— TASK DIRECTIONS —
Echo the lines exactly as they appear, from the line containing "Object class to annotate: grassy slope" down to the line containing "[147, 338, 295, 389]", both of those lines included.

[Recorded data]

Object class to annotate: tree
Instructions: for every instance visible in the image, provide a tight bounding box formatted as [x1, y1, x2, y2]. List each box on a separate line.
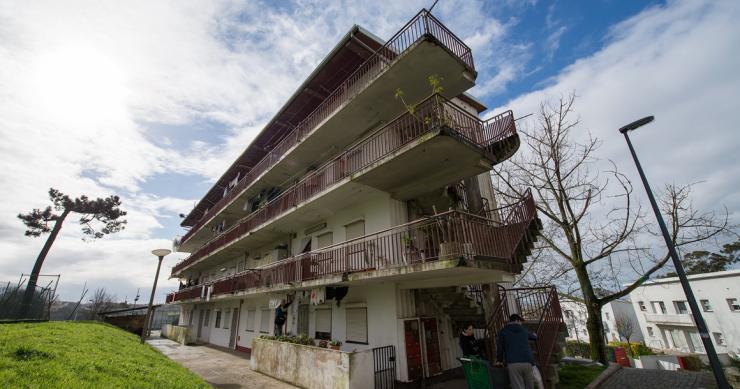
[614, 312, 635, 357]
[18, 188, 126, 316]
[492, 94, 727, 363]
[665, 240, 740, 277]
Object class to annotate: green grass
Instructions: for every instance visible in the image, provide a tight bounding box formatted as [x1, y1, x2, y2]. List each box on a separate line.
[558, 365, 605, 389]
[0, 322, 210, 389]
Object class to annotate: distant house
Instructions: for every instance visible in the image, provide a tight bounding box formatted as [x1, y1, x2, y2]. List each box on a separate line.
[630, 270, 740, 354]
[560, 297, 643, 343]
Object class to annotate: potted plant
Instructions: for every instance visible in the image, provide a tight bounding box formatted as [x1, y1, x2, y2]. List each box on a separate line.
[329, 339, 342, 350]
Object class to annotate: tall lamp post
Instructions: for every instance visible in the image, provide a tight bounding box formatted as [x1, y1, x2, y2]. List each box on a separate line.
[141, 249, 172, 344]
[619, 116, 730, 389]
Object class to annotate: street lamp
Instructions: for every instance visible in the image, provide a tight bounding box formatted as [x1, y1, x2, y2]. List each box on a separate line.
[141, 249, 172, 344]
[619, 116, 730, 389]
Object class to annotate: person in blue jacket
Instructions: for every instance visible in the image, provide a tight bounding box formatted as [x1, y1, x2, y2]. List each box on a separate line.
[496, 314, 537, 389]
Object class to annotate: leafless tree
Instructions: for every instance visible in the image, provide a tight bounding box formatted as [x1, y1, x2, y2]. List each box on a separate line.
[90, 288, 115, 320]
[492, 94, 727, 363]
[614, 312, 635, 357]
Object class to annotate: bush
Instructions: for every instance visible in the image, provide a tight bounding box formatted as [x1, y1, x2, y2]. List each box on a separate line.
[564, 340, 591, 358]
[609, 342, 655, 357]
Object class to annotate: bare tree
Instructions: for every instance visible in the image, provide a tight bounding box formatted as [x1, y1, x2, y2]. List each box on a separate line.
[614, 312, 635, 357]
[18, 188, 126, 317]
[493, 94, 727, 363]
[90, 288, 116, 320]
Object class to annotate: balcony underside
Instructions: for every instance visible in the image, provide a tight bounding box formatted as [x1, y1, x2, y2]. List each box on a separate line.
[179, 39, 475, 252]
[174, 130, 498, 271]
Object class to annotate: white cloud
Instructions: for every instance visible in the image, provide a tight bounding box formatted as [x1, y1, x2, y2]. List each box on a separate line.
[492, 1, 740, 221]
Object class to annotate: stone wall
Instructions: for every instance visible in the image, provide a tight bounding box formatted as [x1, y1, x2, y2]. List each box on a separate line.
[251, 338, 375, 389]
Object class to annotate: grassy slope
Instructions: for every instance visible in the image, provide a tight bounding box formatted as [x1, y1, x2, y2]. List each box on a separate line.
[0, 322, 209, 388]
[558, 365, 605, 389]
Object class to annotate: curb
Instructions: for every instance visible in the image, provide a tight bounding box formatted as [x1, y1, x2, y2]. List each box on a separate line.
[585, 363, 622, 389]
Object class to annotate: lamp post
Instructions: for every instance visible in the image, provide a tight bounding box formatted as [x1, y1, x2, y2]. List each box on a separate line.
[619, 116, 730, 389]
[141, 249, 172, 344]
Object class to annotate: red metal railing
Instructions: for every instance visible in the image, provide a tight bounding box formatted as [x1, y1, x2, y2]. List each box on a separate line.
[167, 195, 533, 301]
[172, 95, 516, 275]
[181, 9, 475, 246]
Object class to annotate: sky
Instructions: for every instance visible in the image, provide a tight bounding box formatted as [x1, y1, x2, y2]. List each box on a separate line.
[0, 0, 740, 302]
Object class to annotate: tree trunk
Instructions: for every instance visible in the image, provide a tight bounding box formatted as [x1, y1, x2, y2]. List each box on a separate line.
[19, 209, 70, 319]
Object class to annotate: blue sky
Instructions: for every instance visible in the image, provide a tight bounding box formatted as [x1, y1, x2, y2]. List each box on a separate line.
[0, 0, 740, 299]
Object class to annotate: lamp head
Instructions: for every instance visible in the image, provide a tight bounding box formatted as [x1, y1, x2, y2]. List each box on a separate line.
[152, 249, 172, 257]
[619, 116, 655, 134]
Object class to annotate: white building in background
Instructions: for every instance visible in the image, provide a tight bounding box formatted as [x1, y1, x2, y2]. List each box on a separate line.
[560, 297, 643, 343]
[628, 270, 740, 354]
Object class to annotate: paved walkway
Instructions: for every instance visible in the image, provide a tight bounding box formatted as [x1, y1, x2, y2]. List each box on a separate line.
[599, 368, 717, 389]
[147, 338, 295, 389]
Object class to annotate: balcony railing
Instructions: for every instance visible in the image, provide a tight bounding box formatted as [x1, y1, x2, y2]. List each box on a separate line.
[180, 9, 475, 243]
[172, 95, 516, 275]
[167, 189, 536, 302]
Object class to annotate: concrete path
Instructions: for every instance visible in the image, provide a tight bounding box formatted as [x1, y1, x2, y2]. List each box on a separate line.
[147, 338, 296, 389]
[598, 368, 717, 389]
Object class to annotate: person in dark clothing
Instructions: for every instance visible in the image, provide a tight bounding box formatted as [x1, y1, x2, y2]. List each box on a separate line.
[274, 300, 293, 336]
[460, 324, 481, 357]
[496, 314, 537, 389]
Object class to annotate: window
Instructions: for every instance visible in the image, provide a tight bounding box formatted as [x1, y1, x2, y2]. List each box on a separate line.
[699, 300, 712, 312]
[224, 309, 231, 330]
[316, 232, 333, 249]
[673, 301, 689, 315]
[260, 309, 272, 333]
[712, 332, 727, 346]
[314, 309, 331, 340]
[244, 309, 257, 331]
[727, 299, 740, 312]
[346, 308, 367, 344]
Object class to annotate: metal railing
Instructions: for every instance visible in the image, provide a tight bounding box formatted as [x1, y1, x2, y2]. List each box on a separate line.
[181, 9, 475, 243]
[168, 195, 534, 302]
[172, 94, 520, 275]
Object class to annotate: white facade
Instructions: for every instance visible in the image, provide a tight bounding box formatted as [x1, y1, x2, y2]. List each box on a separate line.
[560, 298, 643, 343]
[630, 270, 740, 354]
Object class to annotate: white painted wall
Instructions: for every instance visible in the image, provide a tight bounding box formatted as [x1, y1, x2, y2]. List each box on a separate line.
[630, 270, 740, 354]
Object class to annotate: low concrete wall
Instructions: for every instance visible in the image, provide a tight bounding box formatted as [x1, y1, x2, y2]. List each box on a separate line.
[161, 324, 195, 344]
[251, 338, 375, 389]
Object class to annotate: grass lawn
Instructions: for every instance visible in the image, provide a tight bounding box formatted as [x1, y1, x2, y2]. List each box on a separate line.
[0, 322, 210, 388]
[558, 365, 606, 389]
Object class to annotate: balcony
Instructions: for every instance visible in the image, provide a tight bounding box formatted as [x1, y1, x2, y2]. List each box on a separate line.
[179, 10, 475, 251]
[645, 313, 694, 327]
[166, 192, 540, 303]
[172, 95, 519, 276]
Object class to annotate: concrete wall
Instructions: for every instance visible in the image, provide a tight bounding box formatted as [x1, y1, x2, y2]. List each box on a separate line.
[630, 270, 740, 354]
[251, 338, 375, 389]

==

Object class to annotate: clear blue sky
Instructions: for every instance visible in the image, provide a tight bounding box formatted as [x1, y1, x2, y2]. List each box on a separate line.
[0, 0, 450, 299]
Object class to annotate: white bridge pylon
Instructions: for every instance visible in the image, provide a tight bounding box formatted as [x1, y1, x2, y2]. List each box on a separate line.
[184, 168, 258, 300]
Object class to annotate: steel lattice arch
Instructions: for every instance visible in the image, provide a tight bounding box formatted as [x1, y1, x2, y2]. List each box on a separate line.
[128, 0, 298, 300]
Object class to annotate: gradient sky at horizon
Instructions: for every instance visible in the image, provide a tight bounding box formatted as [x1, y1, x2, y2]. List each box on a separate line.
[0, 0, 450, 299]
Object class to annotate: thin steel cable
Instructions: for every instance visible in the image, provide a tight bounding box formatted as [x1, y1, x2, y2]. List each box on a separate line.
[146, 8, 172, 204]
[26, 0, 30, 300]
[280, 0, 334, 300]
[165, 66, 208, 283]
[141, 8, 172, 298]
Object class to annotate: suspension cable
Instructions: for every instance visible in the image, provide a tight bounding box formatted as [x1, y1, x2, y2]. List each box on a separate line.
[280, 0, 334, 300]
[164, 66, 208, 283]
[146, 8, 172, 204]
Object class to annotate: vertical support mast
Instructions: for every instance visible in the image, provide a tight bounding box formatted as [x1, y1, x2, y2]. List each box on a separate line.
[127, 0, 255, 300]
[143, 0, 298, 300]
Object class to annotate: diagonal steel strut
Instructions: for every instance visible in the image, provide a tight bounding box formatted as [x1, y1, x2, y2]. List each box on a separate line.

— PROBLEM SOLUTION —
Object class to annotate: grassy slope
Instructions: for every instance visible in the image, provide a tight bounding box formatted as [x1, y1, x2, y2]. List each box on a separate line.
[0, 322, 209, 388]
[558, 365, 605, 389]
Object class to annotate: curb
Instructions: for every instance visible in the image, provide a tight bounding box formatted as [x1, y1, x2, y2]. List each box on a separate line.
[585, 363, 622, 389]
Object class to annotate: lamp post
Instructions: for every instance visible in the image, provide a tight bounding box formatted as [x1, y1, x2, y2]. List each box on a separate line.
[619, 116, 730, 389]
[141, 249, 172, 344]
Object class to annotate: red metal railing
Instructions: for every instance visible in the image, provide a tight bounding box formatted as [x1, y1, x2, y2]. List each box on a separate line.
[167, 195, 533, 301]
[172, 95, 516, 275]
[181, 9, 475, 246]
Object class to annotate: sky
Instructions: for every instance visible in the image, provide a tight bounding box formatted as [x1, y1, x2, y2]. List each box on a separate line.
[0, 0, 740, 302]
Object class to annotate: tree trunk
Instructions: for every instance visible in the image, provide a tight bounding box formatted as [x1, y1, x2, y2]. List each box on a separate line.
[19, 209, 70, 319]
Object class to annotate: blue sky
Instructions: for every instance visible in the image, provide a tight bounding box formatted as [x1, y1, x2, y2]. List each box on a separate line.
[0, 0, 740, 299]
Object class to annotate: lamp head
Instructions: for every instance visible in the image, provide a tight bounding box formatted as [x1, y1, x2, y2]. List each box on a separate line.
[152, 249, 172, 257]
[619, 116, 655, 134]
Object class to annotate: white building in background
Instructions: for every instance visible in the image, provide a tight bounding box formatted as [x1, y1, x2, y2]. List each box on a separate line.
[560, 297, 643, 343]
[628, 270, 740, 354]
Object class to annotate: paved walkway
Instructions: for every instance visible in the image, provide a tight bounding box formatted as [x1, y1, x2, y2]. List each box on a separate line.
[599, 368, 717, 389]
[147, 338, 295, 389]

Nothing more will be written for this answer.